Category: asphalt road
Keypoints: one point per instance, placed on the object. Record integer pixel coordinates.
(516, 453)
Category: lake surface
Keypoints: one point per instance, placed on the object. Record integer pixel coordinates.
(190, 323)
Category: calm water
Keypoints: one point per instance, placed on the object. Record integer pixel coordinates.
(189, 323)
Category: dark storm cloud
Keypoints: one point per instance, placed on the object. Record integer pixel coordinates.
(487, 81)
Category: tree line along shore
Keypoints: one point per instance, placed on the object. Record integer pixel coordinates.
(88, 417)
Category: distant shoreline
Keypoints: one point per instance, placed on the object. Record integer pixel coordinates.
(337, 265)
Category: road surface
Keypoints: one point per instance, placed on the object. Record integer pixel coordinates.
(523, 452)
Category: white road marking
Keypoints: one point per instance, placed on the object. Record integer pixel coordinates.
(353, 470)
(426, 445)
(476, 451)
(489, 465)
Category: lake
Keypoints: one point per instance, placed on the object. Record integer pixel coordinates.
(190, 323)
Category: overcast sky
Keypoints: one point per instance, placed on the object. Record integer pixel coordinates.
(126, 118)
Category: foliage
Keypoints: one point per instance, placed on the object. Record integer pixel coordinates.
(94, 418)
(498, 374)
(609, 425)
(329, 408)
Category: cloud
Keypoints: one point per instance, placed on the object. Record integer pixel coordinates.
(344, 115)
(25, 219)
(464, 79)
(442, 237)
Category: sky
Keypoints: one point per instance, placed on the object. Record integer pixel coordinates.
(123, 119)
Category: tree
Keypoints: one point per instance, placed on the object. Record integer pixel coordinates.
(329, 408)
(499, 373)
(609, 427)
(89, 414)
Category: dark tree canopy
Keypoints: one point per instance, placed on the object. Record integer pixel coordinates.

=-=-=

* [Problem details]:
Lay out the listing as a Markdown table with columns Row and Listing line, starting at the line that contains "Category: road surface" and ending at the final line of the listing, both included and blank lines skipped.

* [Solution for this exercise]:
| Row | Listing line |
|---|---|
| 1 | Category: road surface |
| 2 | Keypoints: one point per instance, placed on the object. Record integer pixel coordinates. |
| 3 | (523, 452) |
| 4 | Category: white road marking |
| 5 | Keypoints: one point per instance, placed on the object. Record integer pixel coordinates. |
| 6 | (353, 470) |
| 7 | (426, 445) |
| 8 | (476, 451) |
| 9 | (489, 465) |
| 10 | Category: lake |
| 11 | Keypoints: one point per instance, placed on the object. Record integer pixel coordinates. |
| 12 | (190, 323) |
| 13 | Category: overcast sky |
| 14 | Keypoints: one point per instance, placed on the object. Record integer pixel coordinates. |
| 15 | (126, 118) |
| 16 | Category: foliage |
| 17 | Keypoints: one point per instance, placed on the object. Record integer pixel coordinates. |
| 18 | (94, 418) |
| 19 | (498, 374) |
| 20 | (609, 425) |
| 21 | (329, 408) |
| 22 | Category: cloud |
| 23 | Keypoints: one point per instance, placed on the object. Record integer pixel coordinates. |
| 24 | (344, 115) |
| 25 | (25, 219) |
| 26 | (464, 79) |
| 27 | (442, 237) |
| 28 | Category: sky |
| 29 | Keypoints: one point per instance, placed on the object. Record integer pixel coordinates. |
| 30 | (123, 119) |
| 31 | Category: tree |
| 32 | Keypoints: one point per instance, placed on the object. Record integer pixel coordinates. |
| 33 | (329, 408) |
| 34 | (499, 373) |
| 35 | (609, 427) |
| 36 | (89, 414) |
| 37 | Category: dark tree canopy |
| 38 | Keypoints: one point per instance, placed on the object. Record integer pixel coordinates. |